=== What to do ===
Pull out every line in the entries below that contains the string "beach". Case counts.

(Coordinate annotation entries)
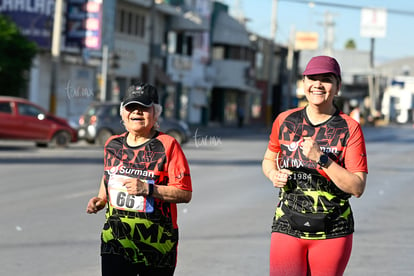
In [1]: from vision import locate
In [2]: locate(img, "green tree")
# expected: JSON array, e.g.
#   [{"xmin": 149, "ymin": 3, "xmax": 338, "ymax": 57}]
[
  {"xmin": 0, "ymin": 15, "xmax": 37, "ymax": 97},
  {"xmin": 345, "ymin": 39, "xmax": 356, "ymax": 50}
]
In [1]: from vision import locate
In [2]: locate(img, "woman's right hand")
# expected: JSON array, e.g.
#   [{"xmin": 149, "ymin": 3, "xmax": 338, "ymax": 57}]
[
  {"xmin": 86, "ymin": 196, "xmax": 106, "ymax": 214},
  {"xmin": 269, "ymin": 169, "xmax": 292, "ymax": 188}
]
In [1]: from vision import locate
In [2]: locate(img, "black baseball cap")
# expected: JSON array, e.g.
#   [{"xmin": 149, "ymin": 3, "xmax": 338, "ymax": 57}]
[{"xmin": 122, "ymin": 82, "xmax": 158, "ymax": 107}]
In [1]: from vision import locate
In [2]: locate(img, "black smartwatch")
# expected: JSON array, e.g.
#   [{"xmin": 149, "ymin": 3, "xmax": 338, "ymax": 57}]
[{"xmin": 318, "ymin": 154, "xmax": 329, "ymax": 168}]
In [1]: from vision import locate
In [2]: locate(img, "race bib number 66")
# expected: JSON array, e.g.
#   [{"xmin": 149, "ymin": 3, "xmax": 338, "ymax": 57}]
[{"xmin": 108, "ymin": 175, "xmax": 154, "ymax": 213}]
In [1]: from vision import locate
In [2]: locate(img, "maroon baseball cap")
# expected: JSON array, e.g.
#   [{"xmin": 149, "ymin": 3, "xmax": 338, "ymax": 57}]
[{"xmin": 302, "ymin": 56, "xmax": 341, "ymax": 77}]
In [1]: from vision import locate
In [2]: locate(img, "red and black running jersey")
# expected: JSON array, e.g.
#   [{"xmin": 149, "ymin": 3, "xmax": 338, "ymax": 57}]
[
  {"xmin": 268, "ymin": 107, "xmax": 368, "ymax": 239},
  {"xmin": 101, "ymin": 132, "xmax": 192, "ymax": 267}
]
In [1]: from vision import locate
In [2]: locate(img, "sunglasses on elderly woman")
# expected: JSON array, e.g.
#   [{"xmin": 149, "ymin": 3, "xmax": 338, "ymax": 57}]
[{"xmin": 124, "ymin": 103, "xmax": 151, "ymax": 112}]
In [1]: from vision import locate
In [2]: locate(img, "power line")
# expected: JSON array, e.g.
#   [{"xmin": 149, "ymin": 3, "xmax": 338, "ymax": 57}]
[{"xmin": 279, "ymin": 0, "xmax": 414, "ymax": 16}]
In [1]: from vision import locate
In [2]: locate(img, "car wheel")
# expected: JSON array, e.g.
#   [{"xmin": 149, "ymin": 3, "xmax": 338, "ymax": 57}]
[
  {"xmin": 95, "ymin": 129, "xmax": 112, "ymax": 146},
  {"xmin": 48, "ymin": 131, "xmax": 71, "ymax": 148},
  {"xmin": 167, "ymin": 130, "xmax": 183, "ymax": 144}
]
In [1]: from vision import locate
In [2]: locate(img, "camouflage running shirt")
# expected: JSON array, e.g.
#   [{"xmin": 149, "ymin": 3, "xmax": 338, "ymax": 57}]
[
  {"xmin": 268, "ymin": 107, "xmax": 368, "ymax": 239},
  {"xmin": 101, "ymin": 132, "xmax": 192, "ymax": 268}
]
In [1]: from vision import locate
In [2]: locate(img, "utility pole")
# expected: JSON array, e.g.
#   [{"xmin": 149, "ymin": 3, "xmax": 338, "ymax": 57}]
[
  {"xmin": 266, "ymin": 0, "xmax": 278, "ymax": 125},
  {"xmin": 287, "ymin": 26, "xmax": 296, "ymax": 108},
  {"xmin": 49, "ymin": 0, "xmax": 63, "ymax": 114},
  {"xmin": 100, "ymin": 44, "xmax": 109, "ymax": 102},
  {"xmin": 147, "ymin": 0, "xmax": 156, "ymax": 85}
]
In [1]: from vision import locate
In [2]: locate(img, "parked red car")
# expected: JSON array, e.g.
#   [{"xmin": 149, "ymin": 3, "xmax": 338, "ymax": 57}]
[{"xmin": 0, "ymin": 96, "xmax": 78, "ymax": 147}]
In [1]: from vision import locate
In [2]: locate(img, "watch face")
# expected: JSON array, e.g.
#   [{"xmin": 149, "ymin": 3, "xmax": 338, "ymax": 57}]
[{"xmin": 318, "ymin": 154, "xmax": 328, "ymax": 167}]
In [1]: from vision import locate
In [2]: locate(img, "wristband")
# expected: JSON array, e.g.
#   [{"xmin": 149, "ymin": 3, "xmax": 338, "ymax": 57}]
[{"xmin": 147, "ymin": 183, "xmax": 154, "ymax": 196}]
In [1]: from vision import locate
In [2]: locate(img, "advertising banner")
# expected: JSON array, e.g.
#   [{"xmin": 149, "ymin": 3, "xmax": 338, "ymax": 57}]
[{"xmin": 0, "ymin": 0, "xmax": 55, "ymax": 50}]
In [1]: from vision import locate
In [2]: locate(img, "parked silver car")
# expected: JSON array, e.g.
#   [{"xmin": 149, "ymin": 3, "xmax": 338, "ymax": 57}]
[{"xmin": 78, "ymin": 102, "xmax": 191, "ymax": 145}]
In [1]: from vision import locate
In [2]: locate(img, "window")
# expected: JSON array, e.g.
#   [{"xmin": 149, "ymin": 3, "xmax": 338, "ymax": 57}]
[
  {"xmin": 17, "ymin": 103, "xmax": 43, "ymax": 117},
  {"xmin": 115, "ymin": 8, "xmax": 145, "ymax": 38}
]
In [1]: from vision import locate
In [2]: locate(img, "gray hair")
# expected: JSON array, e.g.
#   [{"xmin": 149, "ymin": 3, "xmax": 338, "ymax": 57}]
[{"xmin": 119, "ymin": 102, "xmax": 162, "ymax": 130}]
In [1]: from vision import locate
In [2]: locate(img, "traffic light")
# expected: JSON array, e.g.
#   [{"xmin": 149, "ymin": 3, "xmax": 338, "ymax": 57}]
[{"xmin": 108, "ymin": 53, "xmax": 121, "ymax": 69}]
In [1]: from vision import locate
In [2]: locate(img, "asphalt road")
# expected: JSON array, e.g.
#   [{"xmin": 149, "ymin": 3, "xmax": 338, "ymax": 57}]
[{"xmin": 0, "ymin": 127, "xmax": 414, "ymax": 276}]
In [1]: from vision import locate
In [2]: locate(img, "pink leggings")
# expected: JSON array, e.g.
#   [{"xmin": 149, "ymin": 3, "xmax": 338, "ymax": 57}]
[{"xmin": 270, "ymin": 233, "xmax": 353, "ymax": 276}]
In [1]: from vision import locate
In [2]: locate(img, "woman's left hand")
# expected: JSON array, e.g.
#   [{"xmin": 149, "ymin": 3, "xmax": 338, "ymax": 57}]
[
  {"xmin": 302, "ymin": 137, "xmax": 323, "ymax": 162},
  {"xmin": 122, "ymin": 178, "xmax": 148, "ymax": 196}
]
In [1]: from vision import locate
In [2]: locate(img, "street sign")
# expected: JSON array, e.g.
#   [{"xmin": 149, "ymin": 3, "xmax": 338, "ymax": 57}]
[{"xmin": 360, "ymin": 8, "xmax": 387, "ymax": 38}]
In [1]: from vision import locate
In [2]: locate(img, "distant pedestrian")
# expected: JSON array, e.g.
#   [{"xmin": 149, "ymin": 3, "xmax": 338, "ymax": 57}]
[
  {"xmin": 262, "ymin": 56, "xmax": 368, "ymax": 276},
  {"xmin": 86, "ymin": 83, "xmax": 192, "ymax": 276}
]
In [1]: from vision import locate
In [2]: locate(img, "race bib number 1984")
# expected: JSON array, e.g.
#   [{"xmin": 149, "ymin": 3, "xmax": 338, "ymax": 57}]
[{"xmin": 108, "ymin": 175, "xmax": 154, "ymax": 213}]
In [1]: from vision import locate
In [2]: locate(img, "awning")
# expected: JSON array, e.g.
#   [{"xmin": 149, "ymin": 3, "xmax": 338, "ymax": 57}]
[
  {"xmin": 141, "ymin": 63, "xmax": 174, "ymax": 85},
  {"xmin": 169, "ymin": 11, "xmax": 209, "ymax": 32}
]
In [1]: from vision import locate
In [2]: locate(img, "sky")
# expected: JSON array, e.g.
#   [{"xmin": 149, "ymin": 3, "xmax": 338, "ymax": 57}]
[{"xmin": 222, "ymin": 0, "xmax": 414, "ymax": 64}]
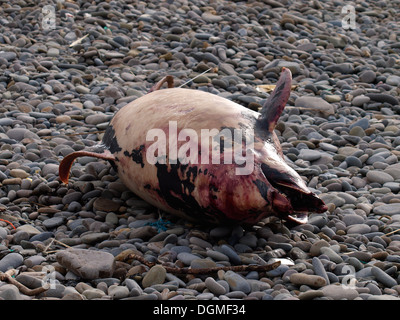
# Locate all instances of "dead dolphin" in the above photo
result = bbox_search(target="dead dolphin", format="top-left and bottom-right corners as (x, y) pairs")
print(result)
(59, 68), (327, 224)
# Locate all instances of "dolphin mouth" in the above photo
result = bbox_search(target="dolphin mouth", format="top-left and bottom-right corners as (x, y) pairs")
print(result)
(261, 164), (328, 224)
(274, 184), (328, 224)
(287, 212), (308, 224)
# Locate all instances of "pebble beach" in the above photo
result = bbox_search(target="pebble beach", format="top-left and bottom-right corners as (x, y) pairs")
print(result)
(0, 0), (400, 301)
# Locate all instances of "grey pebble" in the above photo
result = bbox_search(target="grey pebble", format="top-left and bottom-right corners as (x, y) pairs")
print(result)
(0, 252), (24, 272)
(371, 266), (397, 288)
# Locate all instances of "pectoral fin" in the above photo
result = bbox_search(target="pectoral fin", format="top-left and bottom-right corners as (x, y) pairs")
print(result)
(257, 68), (292, 132)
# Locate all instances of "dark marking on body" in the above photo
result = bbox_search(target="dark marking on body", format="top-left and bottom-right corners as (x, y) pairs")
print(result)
(124, 144), (144, 168)
(253, 179), (269, 203)
(155, 162), (225, 221)
(103, 125), (122, 154)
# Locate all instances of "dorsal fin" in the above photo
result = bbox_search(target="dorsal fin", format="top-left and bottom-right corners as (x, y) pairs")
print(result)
(58, 150), (115, 183)
(257, 68), (292, 132)
(147, 75), (174, 93)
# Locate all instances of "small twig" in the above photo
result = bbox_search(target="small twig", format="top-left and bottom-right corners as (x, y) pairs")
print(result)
(0, 270), (50, 296)
(0, 219), (16, 230)
(178, 68), (212, 88)
(125, 253), (281, 274)
(381, 228), (400, 237)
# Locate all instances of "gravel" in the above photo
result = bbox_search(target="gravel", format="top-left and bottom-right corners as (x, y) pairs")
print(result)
(0, 0), (400, 300)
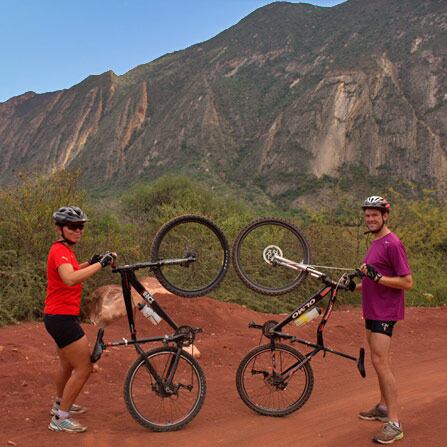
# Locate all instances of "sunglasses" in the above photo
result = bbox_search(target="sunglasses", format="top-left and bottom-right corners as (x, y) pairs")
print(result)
(65, 224), (84, 231)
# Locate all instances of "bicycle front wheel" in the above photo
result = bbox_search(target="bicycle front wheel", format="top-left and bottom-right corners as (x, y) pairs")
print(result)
(236, 344), (314, 416)
(233, 218), (311, 295)
(151, 215), (230, 297)
(124, 347), (206, 431)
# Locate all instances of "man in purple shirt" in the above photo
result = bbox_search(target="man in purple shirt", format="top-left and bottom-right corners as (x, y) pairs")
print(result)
(357, 196), (413, 444)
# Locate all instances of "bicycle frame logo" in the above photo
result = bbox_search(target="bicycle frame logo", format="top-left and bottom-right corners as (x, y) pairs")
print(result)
(143, 292), (154, 304)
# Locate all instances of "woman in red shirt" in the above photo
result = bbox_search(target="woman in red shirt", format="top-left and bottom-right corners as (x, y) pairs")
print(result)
(44, 206), (115, 433)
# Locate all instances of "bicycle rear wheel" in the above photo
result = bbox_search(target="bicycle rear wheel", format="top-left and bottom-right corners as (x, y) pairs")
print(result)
(124, 347), (206, 431)
(233, 218), (311, 295)
(236, 344), (314, 416)
(151, 215), (230, 297)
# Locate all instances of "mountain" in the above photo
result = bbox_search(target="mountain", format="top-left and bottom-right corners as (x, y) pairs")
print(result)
(0, 0), (447, 203)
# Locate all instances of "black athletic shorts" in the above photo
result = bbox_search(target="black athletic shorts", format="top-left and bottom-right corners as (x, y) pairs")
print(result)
(43, 314), (85, 349)
(365, 320), (397, 337)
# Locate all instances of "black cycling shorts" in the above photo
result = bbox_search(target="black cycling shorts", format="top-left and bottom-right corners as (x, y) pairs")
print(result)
(365, 320), (397, 337)
(43, 314), (85, 349)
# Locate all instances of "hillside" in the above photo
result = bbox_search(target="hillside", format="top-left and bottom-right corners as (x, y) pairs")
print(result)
(0, 0), (447, 201)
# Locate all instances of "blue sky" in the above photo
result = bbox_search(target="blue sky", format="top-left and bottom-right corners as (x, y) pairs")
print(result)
(0, 0), (343, 102)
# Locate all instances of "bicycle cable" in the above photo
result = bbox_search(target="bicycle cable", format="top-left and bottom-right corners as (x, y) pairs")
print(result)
(309, 264), (355, 272)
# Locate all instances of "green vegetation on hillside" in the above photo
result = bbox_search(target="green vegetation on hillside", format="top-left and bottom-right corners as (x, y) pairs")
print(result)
(0, 172), (447, 324)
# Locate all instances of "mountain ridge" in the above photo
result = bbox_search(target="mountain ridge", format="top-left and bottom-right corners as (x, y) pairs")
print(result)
(0, 0), (447, 203)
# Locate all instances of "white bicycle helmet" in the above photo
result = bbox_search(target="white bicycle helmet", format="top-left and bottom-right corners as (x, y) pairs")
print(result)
(362, 196), (391, 213)
(53, 205), (88, 226)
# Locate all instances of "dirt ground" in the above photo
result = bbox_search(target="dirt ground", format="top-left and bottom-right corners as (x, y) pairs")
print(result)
(0, 280), (447, 447)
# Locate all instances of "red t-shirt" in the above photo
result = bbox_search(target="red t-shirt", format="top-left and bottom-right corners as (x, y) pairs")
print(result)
(44, 242), (82, 315)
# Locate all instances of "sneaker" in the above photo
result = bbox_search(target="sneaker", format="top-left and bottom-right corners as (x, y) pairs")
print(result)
(50, 402), (87, 416)
(373, 422), (404, 444)
(359, 404), (388, 422)
(48, 416), (87, 433)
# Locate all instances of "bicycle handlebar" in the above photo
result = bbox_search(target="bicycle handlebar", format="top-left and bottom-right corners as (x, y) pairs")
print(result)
(112, 255), (197, 273)
(272, 254), (363, 290)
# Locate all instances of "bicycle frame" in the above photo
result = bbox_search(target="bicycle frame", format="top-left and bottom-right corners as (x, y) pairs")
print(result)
(249, 254), (366, 378)
(92, 256), (201, 392)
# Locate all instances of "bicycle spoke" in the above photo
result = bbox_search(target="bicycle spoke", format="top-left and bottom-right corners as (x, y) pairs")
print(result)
(237, 345), (313, 416)
(233, 219), (310, 295)
(151, 216), (229, 296)
(125, 348), (205, 431)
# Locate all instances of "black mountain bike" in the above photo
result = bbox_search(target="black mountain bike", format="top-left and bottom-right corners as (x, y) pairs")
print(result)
(233, 218), (366, 416)
(91, 215), (229, 431)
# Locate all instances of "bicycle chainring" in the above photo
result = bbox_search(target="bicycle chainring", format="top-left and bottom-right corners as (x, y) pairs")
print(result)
(174, 326), (196, 347)
(262, 245), (282, 264)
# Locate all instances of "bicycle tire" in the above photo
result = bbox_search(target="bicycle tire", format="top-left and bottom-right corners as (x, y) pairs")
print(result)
(236, 344), (314, 417)
(151, 215), (230, 298)
(232, 217), (311, 296)
(124, 347), (206, 432)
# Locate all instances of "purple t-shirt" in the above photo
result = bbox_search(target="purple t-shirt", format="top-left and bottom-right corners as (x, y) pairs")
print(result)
(362, 232), (411, 321)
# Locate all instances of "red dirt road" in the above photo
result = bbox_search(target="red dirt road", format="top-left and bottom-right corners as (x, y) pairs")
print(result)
(0, 295), (447, 447)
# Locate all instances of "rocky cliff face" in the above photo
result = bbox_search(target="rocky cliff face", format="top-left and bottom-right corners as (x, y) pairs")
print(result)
(0, 0), (447, 197)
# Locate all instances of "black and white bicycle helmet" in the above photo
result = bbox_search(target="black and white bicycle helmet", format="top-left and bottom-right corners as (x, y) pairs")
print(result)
(362, 196), (391, 213)
(53, 205), (88, 226)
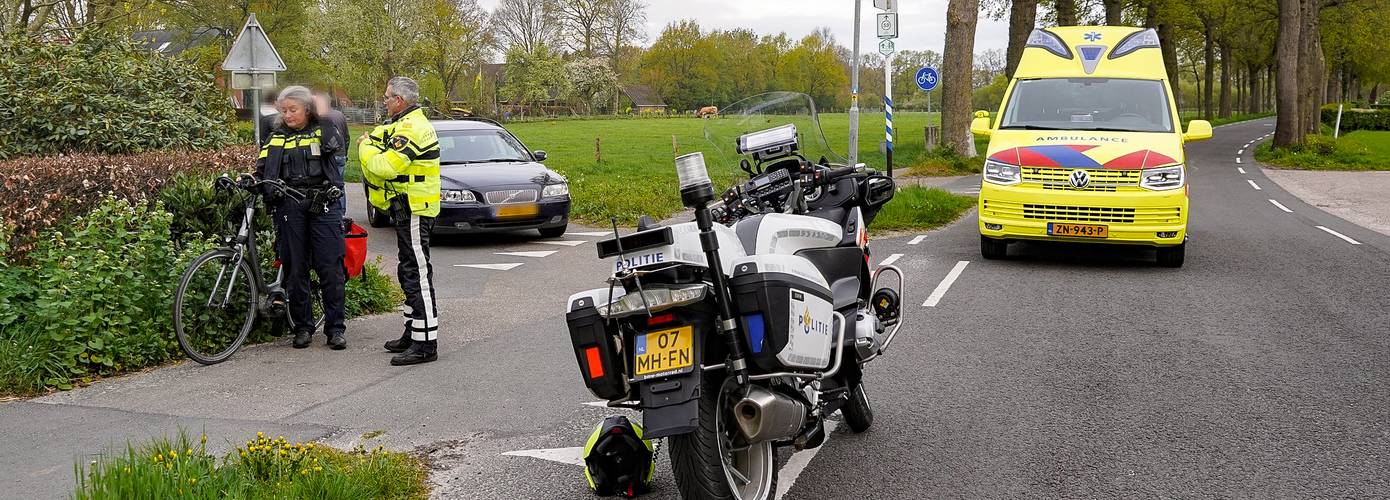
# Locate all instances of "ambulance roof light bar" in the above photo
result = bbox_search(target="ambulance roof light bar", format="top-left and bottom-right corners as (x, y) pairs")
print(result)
(1111, 28), (1158, 58)
(1027, 29), (1072, 58)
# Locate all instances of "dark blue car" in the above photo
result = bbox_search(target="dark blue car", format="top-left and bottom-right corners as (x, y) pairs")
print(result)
(363, 119), (570, 238)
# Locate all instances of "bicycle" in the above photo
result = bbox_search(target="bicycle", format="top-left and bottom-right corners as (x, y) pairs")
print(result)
(174, 174), (324, 365)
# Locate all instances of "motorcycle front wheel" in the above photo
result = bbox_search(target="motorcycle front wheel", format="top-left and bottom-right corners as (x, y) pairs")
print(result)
(670, 378), (777, 500)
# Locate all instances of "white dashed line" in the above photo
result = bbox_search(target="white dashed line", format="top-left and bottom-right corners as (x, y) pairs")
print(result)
(922, 261), (970, 307)
(1318, 226), (1361, 244)
(453, 263), (521, 271)
(878, 254), (902, 267)
(493, 250), (559, 258)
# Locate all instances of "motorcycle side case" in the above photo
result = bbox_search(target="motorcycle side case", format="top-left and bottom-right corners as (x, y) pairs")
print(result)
(728, 256), (835, 371)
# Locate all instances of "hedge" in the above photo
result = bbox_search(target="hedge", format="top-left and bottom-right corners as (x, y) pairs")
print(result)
(1322, 106), (1390, 133)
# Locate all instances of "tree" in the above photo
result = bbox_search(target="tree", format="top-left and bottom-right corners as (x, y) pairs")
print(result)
(420, 0), (496, 100)
(1004, 0), (1038, 78)
(941, 0), (984, 157)
(492, 0), (562, 53)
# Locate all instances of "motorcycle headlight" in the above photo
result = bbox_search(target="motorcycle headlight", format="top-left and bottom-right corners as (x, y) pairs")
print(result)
(598, 285), (706, 318)
(1138, 165), (1187, 190)
(541, 182), (570, 197)
(984, 160), (1023, 186)
(439, 189), (478, 203)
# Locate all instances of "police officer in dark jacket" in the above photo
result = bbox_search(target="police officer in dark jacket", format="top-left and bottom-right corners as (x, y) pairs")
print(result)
(256, 86), (348, 350)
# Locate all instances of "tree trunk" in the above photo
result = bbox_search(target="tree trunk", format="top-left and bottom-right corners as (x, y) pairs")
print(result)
(1275, 0), (1304, 147)
(1004, 0), (1038, 79)
(941, 0), (980, 157)
(1052, 0), (1076, 26)
(1219, 42), (1230, 118)
(1102, 0), (1125, 26)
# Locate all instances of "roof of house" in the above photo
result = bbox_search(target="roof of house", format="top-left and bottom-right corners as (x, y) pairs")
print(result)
(623, 85), (666, 107)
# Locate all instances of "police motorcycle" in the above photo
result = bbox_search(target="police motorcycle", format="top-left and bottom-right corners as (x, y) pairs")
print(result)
(566, 92), (902, 500)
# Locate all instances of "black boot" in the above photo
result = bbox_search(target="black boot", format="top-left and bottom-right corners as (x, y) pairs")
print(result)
(391, 340), (439, 367)
(382, 331), (411, 353)
(328, 332), (348, 350)
(295, 331), (314, 349)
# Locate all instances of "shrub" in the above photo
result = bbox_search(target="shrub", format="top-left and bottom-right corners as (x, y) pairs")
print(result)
(1322, 104), (1390, 133)
(0, 146), (254, 260)
(0, 31), (232, 158)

=== Task answer ===
# Locate all instances of "pebble beach" in the above photo
result = bbox_search(target="pebble beach", format="top-left and bottom-right corners as (x, y) pairs")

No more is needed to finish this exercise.